> **Travail à faire**
Traduisez en anglais cette phrase de l'extrait sur le coup d'État en Espagne : « L'échec partiel du coup d'État a conduit à la division du pays en deux zones et au début de la guerre civile. »
-------- Extrait proposé
Point 15. Le gouvernement de Casares Quiroga a réagi lentement aux événements. Le coup d'État a réussi dans plusieurs régions :

  • En Galice, Castille-León, et Navarre, avec le général Mola à Pampelune.
  • Dans l'ouest de l'Andalousie, avec Queipo de Llano à Séville.
  • Aux Baléares (sauf Minorque) et aux îles Canaries.

Le général Goded, après avoir échoué aux Baléares, s'est déplacé à Barcelone pour prendre en charge l'insurrection. Aux Canaries, le général Franco, après avoir assuré la victoire du coup d'État dans l'archipel, s'est rendu au Maroc pour prendre le commandement de l'Armée d'Afrique.

Le coup d'État a partiellement échoué dans d'autres zones, notamment à Madrid, où le nouveau président Giral a distribué des armes aux milices ouvrières, et à Barcelone. Le soulèvement n'a pas bénéficié d'un soutien populaire massif et reposait principalement sur l'armée. La capacité de mobilisation des travailleurs et le rôle de la Guardia Civil ont été déterminants pour comprendre le résultat final du coup d'État dans chaque région du pays.

La Division du Pays et les Forces en Présence

L'échec partiel du coup d'État a conduit à la division du pays en deux zones et au début de la guerre civile.

La Zone Nationale

Elle disposait d'une armée beaucoup mieux préparée, intégrant des divisions aguerries comme l'Armée d'Afrique, la Légion et les Regulares (troupes marocaines).

La Zone Républicaine

Elle possédait les réserves d'or de la Banque d'Espagne. Cependant, ses unités militaires étaient pratiquement démantelées, car la plupart des officiers s'étaient rebellés et le gouvernement avait désarmé de nombreuses unités. La Marine, en revanche, est restée majoritairement aux mains du gouvernement républicain.

Destruction des Structures Étatiques et Répression

Le coup d'État et le déclenchement de la guerre ont provoqué la destruction des structures étatiques de la République.

  • Côté National : Le pouvoir était détenu par un groupe de généraux qui ont rapidement établi un État autoritaire et militaire. La répression, très organisée et contrôlée par les autorités militaires, visait essentiellement les militants ouvriers et paysans.
----------------
-------- Données fournies
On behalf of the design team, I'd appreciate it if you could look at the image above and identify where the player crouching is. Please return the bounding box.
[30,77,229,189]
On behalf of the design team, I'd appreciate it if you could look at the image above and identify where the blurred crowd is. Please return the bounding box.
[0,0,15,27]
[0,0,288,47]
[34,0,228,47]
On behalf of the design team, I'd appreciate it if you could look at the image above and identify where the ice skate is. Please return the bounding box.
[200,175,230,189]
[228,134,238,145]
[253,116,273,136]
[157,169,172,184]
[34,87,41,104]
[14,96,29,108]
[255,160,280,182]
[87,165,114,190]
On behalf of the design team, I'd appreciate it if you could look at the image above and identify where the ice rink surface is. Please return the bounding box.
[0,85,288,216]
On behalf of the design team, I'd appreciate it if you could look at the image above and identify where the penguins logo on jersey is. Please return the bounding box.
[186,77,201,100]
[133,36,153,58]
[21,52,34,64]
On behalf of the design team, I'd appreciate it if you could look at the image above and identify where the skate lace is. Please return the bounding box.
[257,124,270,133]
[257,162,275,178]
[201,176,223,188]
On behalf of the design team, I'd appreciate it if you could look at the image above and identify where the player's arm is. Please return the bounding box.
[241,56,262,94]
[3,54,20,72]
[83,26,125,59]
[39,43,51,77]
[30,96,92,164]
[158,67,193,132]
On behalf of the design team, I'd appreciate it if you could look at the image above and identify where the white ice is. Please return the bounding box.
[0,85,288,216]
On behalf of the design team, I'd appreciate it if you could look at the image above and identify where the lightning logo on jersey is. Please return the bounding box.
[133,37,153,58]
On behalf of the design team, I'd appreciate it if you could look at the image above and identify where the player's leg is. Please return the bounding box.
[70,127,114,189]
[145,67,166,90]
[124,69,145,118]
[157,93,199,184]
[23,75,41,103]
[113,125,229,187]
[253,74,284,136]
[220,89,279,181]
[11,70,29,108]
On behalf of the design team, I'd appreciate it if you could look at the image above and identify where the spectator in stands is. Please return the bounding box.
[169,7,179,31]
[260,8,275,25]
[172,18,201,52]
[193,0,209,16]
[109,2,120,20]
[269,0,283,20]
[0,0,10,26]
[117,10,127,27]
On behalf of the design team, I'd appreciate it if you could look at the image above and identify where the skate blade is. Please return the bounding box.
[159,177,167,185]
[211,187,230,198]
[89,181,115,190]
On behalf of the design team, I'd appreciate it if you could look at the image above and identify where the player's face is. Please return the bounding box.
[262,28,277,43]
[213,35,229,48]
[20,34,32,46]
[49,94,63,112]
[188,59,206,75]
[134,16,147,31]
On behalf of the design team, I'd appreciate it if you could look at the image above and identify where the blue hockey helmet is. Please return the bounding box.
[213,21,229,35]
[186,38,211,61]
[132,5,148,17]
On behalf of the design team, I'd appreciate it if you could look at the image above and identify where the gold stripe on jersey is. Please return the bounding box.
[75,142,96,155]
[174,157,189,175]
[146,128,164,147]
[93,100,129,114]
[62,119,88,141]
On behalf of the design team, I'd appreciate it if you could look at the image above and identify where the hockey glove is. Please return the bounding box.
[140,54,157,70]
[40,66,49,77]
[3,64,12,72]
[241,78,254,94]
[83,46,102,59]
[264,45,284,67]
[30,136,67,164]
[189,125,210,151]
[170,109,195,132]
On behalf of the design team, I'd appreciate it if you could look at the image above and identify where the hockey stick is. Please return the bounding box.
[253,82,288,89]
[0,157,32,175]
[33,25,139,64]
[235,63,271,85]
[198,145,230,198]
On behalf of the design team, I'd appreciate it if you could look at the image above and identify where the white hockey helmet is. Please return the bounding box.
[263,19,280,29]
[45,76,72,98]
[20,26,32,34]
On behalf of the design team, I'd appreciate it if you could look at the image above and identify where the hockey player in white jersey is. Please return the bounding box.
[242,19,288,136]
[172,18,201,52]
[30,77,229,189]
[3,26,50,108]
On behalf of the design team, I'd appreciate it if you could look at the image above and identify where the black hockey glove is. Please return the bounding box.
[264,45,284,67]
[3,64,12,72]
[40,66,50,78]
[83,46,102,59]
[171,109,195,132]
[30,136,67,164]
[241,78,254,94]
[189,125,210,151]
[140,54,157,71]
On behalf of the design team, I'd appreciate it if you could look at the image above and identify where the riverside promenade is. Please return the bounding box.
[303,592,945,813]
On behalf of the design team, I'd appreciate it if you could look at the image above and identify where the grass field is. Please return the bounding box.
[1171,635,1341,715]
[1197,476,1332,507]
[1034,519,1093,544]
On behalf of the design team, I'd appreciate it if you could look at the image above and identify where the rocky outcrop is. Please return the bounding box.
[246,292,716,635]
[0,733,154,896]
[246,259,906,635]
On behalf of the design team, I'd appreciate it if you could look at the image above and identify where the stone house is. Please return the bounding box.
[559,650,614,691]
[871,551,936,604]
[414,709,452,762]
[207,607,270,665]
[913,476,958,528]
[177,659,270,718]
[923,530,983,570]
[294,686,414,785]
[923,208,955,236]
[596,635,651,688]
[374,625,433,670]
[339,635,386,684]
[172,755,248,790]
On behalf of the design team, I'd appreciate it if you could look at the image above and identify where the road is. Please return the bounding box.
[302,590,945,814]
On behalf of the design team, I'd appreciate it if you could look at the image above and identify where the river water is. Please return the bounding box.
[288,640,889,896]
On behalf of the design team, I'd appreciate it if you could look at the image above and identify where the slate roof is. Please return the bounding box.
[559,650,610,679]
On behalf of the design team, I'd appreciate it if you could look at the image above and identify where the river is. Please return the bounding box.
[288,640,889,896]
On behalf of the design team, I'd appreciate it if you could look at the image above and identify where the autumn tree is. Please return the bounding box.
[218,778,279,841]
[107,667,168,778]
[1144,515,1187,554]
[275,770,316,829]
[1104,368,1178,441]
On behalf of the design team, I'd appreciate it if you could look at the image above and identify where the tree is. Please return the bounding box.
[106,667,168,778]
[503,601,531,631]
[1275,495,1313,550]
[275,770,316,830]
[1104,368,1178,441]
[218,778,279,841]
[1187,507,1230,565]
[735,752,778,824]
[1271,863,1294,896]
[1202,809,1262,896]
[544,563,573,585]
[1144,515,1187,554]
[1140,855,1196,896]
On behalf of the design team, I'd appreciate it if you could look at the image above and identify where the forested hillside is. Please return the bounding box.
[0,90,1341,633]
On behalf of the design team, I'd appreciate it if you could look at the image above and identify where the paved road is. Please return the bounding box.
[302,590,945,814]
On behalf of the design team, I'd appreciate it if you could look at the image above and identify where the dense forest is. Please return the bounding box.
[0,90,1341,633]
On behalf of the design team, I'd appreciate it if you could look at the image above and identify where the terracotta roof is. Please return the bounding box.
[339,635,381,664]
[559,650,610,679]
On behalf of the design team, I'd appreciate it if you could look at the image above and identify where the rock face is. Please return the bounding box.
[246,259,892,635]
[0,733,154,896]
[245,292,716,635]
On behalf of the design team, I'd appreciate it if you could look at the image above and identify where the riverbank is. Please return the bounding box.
----------------
> **Corrigé**
The partial failure of the coup led to the division of the country into two zones and to the beginning of the civil war.